*Extrait*.

Vite! Adoptons l’économie circulaire
Pour ceux et celles qui suivent de près le développement de la science du climat et les avertissements des scientifiques sur la dégradation de la planète, il y a urgence à intervenir radicalement. Je suis de ceux-là.
J’ai tenté de faire état de ces avertissements dans ma dernière chronique. Depuis, de nouvelles études ont été publiées dont une, gravissime, qui s’invite au moment où je rédige celle-ci : les océans auraient atteint un seuil d’acidité à ne pas dépasser si l’on veut préserver la flore et la faune aquatique. Imaginez : les océans sont les plus grands capteurs naturels de CO2 de la planète et c’est le fait de « stocker » ce carbone qui provoque l’acidification des océans.
On ne semble pas prendre la mesure de ces avertissements. Pire, nos gouvernements marchent sur les talons et abandonnent des mesures considérées essentielles à l’atteinte de nos objectifs de réduction des GES.
À ce jour, même si l’aiguille de la diminution des GES a commencé à bouger dans certains pays, dont le Canada, c’est carrément insuffisant pour atteindre les cibles de 2030 et l’objectif de la carboneutralité en 2050.
L’économie circulaire : une voie prometteuse
Depuis l’ère industrielle, nous avons adopté un processus de développement économique qui est responsable de l’état catastrophique du climat. On parle alors d’une économie linéaire : extraire, transformer, distribuer, utiliser, jeter. Un mode de développement qui entraine la surconsommation des ressources, le gaspillage, la pollution et les déchets.

*Données fournies*.
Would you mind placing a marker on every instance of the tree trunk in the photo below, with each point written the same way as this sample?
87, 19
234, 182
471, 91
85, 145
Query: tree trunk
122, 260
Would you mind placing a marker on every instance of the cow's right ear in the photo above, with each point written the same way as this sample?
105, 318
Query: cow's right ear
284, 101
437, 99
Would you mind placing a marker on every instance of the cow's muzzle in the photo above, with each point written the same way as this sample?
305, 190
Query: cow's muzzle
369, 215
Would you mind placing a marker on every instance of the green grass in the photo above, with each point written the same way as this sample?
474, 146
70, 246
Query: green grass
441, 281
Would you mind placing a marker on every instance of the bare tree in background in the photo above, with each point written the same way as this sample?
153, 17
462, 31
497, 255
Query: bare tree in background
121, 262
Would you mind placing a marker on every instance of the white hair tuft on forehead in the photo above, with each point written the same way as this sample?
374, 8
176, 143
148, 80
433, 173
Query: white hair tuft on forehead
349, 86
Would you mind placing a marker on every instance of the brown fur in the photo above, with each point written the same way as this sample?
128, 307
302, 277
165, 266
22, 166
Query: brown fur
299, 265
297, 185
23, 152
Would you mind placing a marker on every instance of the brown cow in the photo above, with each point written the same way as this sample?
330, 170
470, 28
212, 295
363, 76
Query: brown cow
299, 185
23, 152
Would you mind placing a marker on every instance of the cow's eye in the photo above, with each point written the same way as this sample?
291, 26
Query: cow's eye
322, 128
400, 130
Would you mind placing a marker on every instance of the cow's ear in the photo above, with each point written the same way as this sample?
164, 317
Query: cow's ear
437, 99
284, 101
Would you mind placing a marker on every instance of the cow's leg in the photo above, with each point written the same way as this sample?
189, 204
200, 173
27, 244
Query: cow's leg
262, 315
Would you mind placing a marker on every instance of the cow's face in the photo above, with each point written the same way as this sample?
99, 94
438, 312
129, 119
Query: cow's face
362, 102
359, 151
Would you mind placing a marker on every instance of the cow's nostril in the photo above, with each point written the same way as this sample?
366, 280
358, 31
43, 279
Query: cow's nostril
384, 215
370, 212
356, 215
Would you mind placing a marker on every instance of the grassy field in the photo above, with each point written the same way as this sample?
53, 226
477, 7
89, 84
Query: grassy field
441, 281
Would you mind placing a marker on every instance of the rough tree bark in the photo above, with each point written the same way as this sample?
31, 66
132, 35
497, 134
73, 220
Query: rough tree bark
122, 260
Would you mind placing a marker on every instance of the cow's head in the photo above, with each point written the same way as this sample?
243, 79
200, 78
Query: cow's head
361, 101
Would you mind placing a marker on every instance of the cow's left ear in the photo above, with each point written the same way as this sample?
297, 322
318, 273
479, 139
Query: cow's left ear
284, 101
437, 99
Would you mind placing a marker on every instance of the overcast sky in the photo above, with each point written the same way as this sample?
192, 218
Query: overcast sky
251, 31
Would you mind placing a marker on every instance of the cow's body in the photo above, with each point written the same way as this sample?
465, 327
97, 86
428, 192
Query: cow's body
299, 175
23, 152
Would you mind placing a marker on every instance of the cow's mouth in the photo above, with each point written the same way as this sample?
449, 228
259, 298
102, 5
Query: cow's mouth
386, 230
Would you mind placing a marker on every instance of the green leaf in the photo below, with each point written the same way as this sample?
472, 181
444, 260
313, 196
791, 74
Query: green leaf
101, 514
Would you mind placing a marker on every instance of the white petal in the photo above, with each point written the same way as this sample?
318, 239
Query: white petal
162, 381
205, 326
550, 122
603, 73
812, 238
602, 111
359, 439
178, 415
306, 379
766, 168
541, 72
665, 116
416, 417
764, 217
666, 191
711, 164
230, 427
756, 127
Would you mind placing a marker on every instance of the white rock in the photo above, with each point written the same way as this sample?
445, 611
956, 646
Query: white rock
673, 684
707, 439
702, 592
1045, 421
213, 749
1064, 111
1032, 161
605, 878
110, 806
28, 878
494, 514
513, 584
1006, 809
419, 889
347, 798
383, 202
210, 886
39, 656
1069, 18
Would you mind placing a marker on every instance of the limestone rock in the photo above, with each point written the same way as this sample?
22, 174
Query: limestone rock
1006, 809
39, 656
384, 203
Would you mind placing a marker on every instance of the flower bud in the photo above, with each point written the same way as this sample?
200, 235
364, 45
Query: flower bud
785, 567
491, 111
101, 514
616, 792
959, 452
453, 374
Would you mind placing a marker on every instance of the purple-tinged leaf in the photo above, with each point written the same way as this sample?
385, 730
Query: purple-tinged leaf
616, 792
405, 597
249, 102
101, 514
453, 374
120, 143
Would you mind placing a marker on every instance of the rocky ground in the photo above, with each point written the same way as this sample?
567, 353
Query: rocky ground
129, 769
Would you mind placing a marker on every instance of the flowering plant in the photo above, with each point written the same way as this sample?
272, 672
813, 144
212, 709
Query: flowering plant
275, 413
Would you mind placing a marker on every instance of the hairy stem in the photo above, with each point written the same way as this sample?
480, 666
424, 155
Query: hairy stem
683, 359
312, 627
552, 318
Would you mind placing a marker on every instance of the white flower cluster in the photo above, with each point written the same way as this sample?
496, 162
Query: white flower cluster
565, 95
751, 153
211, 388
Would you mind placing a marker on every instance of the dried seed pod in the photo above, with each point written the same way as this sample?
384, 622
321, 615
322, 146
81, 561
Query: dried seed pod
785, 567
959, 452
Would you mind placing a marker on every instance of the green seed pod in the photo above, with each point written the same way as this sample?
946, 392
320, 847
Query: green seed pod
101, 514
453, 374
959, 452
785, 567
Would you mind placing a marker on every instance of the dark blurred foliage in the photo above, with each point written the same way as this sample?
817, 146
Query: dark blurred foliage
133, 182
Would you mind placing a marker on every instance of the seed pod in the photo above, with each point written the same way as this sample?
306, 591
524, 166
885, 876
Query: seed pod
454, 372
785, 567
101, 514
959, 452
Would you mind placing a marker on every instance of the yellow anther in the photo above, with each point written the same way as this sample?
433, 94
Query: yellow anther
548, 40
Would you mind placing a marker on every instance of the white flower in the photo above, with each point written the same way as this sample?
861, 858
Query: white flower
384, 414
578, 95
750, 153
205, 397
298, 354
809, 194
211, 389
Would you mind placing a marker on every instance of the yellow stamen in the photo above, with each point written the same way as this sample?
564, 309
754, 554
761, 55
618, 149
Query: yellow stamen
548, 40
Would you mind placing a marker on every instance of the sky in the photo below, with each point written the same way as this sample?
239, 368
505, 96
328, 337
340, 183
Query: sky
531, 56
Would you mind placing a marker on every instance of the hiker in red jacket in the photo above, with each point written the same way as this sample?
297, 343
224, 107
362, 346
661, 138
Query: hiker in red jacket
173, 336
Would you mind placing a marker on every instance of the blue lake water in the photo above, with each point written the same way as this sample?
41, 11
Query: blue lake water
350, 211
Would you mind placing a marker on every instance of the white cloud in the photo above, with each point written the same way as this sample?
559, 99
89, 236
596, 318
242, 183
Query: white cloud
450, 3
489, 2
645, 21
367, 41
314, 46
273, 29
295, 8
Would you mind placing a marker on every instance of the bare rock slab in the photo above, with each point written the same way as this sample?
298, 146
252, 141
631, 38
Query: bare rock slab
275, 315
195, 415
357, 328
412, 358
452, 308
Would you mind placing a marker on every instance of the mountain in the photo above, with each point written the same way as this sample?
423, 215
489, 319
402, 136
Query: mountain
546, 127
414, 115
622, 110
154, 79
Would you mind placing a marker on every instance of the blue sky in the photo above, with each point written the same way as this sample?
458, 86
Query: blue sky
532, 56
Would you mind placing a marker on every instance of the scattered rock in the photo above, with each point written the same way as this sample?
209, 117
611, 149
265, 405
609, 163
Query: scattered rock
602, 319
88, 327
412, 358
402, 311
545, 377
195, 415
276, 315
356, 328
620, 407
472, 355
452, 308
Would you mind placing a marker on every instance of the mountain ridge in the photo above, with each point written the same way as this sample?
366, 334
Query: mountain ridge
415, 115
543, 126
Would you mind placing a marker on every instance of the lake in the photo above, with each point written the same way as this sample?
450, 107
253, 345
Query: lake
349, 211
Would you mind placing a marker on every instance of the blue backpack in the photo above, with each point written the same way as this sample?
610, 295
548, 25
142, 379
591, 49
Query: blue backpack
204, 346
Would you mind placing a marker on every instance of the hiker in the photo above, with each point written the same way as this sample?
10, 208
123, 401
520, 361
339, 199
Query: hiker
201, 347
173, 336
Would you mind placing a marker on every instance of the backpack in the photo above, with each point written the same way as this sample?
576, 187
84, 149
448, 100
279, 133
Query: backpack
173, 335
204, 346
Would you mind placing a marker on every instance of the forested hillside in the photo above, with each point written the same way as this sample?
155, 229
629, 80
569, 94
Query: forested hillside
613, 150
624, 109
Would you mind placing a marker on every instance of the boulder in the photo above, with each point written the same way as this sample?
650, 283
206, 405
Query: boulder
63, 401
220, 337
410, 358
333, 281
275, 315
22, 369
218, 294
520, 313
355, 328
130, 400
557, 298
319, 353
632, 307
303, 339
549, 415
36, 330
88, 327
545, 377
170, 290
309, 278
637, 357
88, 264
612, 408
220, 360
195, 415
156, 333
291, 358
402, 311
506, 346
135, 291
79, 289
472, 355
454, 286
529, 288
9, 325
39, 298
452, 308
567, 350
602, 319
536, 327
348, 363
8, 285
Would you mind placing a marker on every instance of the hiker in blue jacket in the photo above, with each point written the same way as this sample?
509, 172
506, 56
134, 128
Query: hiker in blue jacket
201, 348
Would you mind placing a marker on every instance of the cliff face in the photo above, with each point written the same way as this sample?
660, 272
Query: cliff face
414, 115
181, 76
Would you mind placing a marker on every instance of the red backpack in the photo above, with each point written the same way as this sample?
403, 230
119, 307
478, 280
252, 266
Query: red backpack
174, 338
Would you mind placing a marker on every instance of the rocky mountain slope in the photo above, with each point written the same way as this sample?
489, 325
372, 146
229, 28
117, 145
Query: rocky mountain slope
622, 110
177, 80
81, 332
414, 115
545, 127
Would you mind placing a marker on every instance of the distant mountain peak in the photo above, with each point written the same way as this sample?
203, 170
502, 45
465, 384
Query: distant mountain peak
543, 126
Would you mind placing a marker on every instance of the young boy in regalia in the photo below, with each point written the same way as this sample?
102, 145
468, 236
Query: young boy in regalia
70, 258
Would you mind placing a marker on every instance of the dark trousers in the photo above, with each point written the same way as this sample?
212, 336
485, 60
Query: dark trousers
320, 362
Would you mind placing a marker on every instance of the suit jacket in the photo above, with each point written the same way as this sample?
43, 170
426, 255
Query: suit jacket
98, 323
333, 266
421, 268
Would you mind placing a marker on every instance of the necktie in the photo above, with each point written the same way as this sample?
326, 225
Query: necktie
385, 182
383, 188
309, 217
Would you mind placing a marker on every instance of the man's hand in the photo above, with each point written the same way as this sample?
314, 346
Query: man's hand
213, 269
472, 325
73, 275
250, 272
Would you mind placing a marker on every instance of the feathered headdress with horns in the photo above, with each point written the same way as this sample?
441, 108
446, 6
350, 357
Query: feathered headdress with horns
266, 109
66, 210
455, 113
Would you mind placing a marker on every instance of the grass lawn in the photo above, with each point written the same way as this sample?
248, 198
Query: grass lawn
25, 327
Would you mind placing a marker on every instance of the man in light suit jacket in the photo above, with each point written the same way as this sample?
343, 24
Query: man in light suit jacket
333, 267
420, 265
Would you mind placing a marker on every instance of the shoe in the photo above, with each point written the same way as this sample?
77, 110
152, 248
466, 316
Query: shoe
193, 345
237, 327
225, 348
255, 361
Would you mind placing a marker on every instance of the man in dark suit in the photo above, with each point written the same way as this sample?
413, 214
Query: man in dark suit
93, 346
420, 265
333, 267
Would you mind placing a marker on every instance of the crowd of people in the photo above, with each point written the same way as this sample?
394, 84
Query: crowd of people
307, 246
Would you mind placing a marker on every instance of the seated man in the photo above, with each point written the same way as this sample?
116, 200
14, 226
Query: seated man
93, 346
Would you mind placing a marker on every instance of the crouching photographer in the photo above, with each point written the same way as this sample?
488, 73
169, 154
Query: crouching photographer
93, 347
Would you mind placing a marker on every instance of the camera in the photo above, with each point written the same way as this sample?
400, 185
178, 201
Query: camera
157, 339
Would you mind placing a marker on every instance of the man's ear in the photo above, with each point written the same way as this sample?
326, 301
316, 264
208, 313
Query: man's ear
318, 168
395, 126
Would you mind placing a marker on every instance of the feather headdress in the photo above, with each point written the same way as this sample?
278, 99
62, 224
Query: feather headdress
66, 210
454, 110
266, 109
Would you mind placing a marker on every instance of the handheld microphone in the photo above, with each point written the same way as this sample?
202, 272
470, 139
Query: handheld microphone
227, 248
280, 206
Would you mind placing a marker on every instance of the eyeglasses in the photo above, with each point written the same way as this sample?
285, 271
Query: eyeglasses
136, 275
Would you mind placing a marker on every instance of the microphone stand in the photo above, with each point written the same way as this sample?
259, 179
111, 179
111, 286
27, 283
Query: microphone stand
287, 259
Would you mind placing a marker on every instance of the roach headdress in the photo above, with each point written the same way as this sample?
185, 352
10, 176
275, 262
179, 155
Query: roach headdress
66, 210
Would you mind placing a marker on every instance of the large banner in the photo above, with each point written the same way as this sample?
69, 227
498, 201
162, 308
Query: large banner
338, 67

*Objectif 1*.
Répondez à ces questions sur la chronique consacrée à l'économie circulaire :
(a) Quel seuil les océans auraient-ils atteint, selon une nouvelle étude ?
(b) Quelles cibles la diminution actuelle des GES ne permet-elle pas d'atteindre ?
(c) Quelles étapes définissent l'économie linéaire ?
*Objectif 2*. Rédigez la suite de la chronique sur l'économie circulaire à partir de sa dernière phrase, s'il vous plaît.
Les données forment un ensemble distinct de la chronique.

*Réponse 1*.
(a) Un seuil d'acidité à ne pas dépasser si l'on veut préserver la flore et la faune aquatique.
(b) Les cibles de 2030 et l'objectif de la carboneutralité en 2050.
(c) Extraire, transformer, distribuer, utiliser, jeter.

*Réponse 2*.
Au niveau mondial, selon Global Footprint Network, nous utilisons annuellement les capacités de 1,7 planète; nous la surexploitons donc largement. Pire encore, si tous les pays vivaient comme le Canada, il faudrait approximativement 5 planètes. De plus, nous sommes 8,1 milliards d’habitants sur terre : nous devrions atteindre 9,7 milliards en 2050. Et la consommation de matières premières devrait doubler d’ici 2060. Ce n’est pas plus viable. Nous pelletons les problèmes dans la cour de nos enfants et petits enfants.
Une des voies à suivre pour s’en sortir serait d’adopter et d’appliquer intégralement un nouveau concept, celui de l’économie circulaire.
« L’économie circulaire est un système de production, d’échanges et de consommation visant à optimiser l’utilisation de ressources à toutes les étapes du cycle de vie d’un bien ou d’un service, dans une logique circulaire, tout en réduisant l’empreinte environnementale et en contribuant au bien-être des individus et des collectivités. » (Institut EDDEC, 2018)
Deux mécanismes :
- Repenser nos modes de production-consommation pour consommer moins de ressources et protéger les écosystèmes qui les génèrent;
- Optimiser l’utilisation des ressources qui circulent déjà dans nos sociétés.
Quatre préoccupations majeures :
- stopper puis diminuer les émissions de GES;
- économiser les matières premières;
- préserver la biodiversité;
- respecter les droits humains.

Ce concept est accompagné de 12 stratégies. Certaines s’adressent aux entreprises, d’autres aux consommateurs. Une des plus importantes est l’écoconception qui implique que, dès le début de la création d’un produit ou d’un service, on se pose des questions du genre : quels matériaux et modes de fabrication seront les moins émetteurs de GES sur tout leur cycle de vie. De plus, sera-t-il réparable, réutilisable, recyclable ?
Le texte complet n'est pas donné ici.